The decision could force funders to rework deal structures or risk losing enforceability altogether. As UK courts revisit the DBA implications for litigation finance, the sector faces heightened uncertainty over regulatory compliance, enforceability, and long-term viability in complex group litigation. Will this lead to a redefinition of permissible funding models—or to a call for legislative reform to protect access to collective redress?

Funder’s Interference in Texas Fee Dispute Rejected by Appeals Court

By Harry Moran |

A Texas appeals court has ruled that a litigation funder cannot block attorneys from pursuing a fee dispute following a remand order, reinforcing the limited standing of funders in fee-shifting battles. In a 2-1 decision, the First Court of Appeals found that the funder’s interest in the outcome, while financial, did not confer the legal authority necessary to participate in the dispute or enforce a side agreement aimed at halting the proceedings.

An article in Law360 details the underlying case, which stems from a contentious attorney fee battle following a remand to state court. The litigation funder, asserting contractual rights tied to a funding agreement, attempted to intervene and stop the fee litigation between plaintiffs' and defense counsel. But the appellate court sided with the trial court’s decision to proceed, emphasizing that only parties directly involved in the underlying legal work—and not third-party financiers—are entitled to challenge or control post-remand fee determinations. The majority opinion concluded that the funder’s contract could not supersede procedural law governing who may participate in such disputes.

In dissent, one justice argued that the funder’s financial interest merited consideration, suggesting that a more expansive view of standing could be warranted. But the majority held firm, stating that expanding standing would invite unwanted complexity and undermine judicial efficiency.

This decision sends a strong signal to funders operating in Texas: fee rights must be contractually precise and procedurally valid. As more funders build fee recovery provisions into their agreements, questions linger about how far those rights can extend—especially in jurisdictions hesitant to allow funders a seat at the litigation table.

Oklahoma Moves to Restrict Foreign Litigation Funding, Cap Damages

By John Freund |

In a significant policy shift, Oklahoma has enacted legislation targeting foreign influence in its judicial system through third-party litigation funding. Signed into law by Governor Kevin Stitt, the two-pronged legislation not only prohibits foreign entities from funding lawsuits in the state but also imposes a $500,000 cap on non-economic damages in civil cases—excluding exceptions such as wrongful death. The new laws take effect November 1, 2025.

GIVEN MATERIAL =

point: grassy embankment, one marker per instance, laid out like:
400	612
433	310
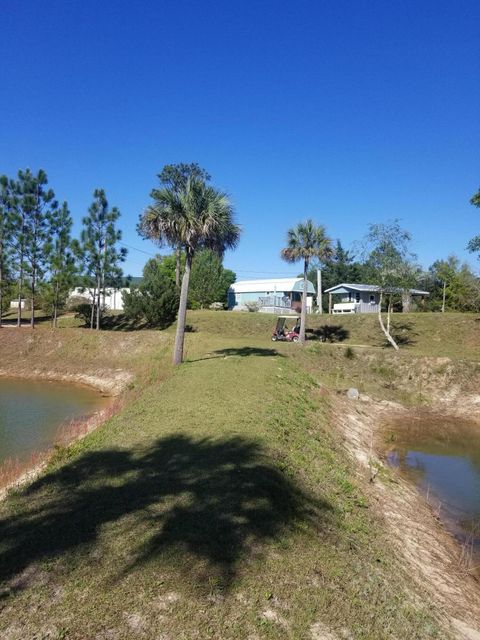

APPLY WHAT YOU READ =
a. From the litigation funding news above, return the passage starting at "Oklahoma Moves to" and ending at "November 1, 2025.", word for word.
b. In the litigation funding news, what cap on non-economic damages does Oklahoma's new legislation set for civil cases?

ANSWERS FOR EACH ITEM =
a.
Oklahoma Moves to Restrict Foreign Litigation Funding, Cap Damages

By John Freund |

In a significant policy shift, Oklahoma has enacted legislation targeting foreign influence in its judicial system through third-party litigation funding. Signed into law by Governor Kevin Stitt, the two-pronged legislation not only prohibits foreign entities from funding lawsuits in the state but also imposes a $500,000 cap on non-economic damages in civil cases—excluding exceptions such as wrongful death. The new laws take effect November 1, 2025.

b. $500,000.